> **Stated goal**: Give back the full material, exactly as it reads.

───

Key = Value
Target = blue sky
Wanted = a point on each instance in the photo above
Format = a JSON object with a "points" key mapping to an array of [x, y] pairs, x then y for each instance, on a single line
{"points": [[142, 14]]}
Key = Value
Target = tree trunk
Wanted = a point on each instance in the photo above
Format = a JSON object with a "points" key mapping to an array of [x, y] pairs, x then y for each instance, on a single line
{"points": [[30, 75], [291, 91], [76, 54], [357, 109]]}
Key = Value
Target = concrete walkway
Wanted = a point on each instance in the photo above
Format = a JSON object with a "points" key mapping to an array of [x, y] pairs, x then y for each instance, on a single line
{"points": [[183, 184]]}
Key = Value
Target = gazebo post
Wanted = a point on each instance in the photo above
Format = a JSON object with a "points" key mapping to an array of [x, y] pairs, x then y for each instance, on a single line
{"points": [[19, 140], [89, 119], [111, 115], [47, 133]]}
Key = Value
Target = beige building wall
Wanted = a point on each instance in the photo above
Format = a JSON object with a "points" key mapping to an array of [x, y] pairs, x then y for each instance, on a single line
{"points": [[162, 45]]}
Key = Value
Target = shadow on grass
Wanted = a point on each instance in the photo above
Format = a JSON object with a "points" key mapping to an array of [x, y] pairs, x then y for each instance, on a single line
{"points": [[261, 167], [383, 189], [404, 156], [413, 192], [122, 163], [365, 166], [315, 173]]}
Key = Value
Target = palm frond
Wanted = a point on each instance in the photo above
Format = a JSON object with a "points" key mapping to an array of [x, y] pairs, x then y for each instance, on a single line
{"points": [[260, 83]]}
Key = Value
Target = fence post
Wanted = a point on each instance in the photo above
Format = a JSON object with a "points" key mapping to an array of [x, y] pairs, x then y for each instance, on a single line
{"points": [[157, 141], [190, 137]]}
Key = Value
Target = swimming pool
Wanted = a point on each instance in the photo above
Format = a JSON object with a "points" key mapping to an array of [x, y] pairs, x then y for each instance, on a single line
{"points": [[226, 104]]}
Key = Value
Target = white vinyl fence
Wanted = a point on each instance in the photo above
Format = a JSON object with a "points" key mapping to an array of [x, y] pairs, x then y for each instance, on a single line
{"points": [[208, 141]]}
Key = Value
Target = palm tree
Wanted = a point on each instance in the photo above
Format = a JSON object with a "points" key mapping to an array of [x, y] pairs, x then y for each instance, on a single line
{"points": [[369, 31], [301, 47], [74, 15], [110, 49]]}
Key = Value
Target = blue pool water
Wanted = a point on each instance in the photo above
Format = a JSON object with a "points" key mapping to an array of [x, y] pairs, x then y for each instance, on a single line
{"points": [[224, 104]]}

───

> **Response to this task**:
Key = Value
Target = blue sky
Wanted = a point on each instance in the photo above
Format = a JSON object with a "points" key mapping to an array of [x, y] pairs, x then y for each instance, on a single line
{"points": [[142, 14]]}
Key = Value
Target = tree trunk
Wanted = a point on each instance in the photo above
Format = a JSON object with a "points" key mapping to an array of [x, y] pairs, x then y for each instance, on a single line
{"points": [[30, 75], [291, 91], [76, 54], [357, 109]]}
Key = Value
Target = concrete walkway
Wanted = a point on each instance in the photo above
Format = a JSON object with a "points" key mapping to an array of [x, y] pairs, x then y for each instance, on a single line
{"points": [[183, 184]]}
Key = Value
Target = gazebo post
Wanted = a point on each instance in the photo above
Format = a JSON object with a "points" key mapping to an array of [x, y] pairs, x then y for each instance, on a single line
{"points": [[19, 140], [89, 119], [111, 115], [47, 133]]}
Key = Value
Target = beige building wall
Wanted = a point on each instance in the photo above
Format = a JSON object with a "points" key mapping to an array of [x, y] pairs, x then y for each instance, on a single line
{"points": [[162, 45]]}
Key = Value
Target = shadow on grass
Wanted = a point on each instance in the photo above
Format = a JSON object with a "points" key mapping to an array of [x, y] pairs, x then y for each instance, on a single line
{"points": [[261, 167], [383, 189], [404, 156], [413, 192], [122, 163], [365, 166], [315, 173]]}
Key = Value
Target = palm frond
Wanted = a point on each instance in the photo above
Format = a JSON object with a "points" key mapping to an array of [x, y] pairs, x then y for each instance, on a single line
{"points": [[260, 83]]}
Key = Value
Target = fence post
Wanted = a point on each instance in the photo above
Format = a JSON object with a "points" key mapping to an array of [x, y] pairs, x then y for each instance, on a single line
{"points": [[157, 141], [190, 137]]}
Key = Value
Target = swimming pool
Wanted = a point on each instance in the photo above
Format = a JSON object with a "points" key mapping to an array of [x, y] pairs, x then y for each instance, on a single line
{"points": [[226, 104]]}
Key = Value
Target = white vinyl fence
Wanted = a point on each instance in the photo above
Format = a JSON object with a "points" key mapping to an array of [x, y] pairs, x then y for each instance, on a single line
{"points": [[208, 141]]}
Key = Value
Target = palm tree
Wanted = a point on each instance in the photo above
Format = a JSON object with a "points" key mapping to an array of [x, y] pairs, x then y for each instance, on a single line
{"points": [[369, 31], [301, 47], [74, 15], [110, 49]]}
Key = Value
Target = blue pool water
Wanted = a point on each instance in the photo above
Format = a JSON object with a "points" key mapping to an array of [x, y] pairs, x then y for each instance, on a single line
{"points": [[224, 104]]}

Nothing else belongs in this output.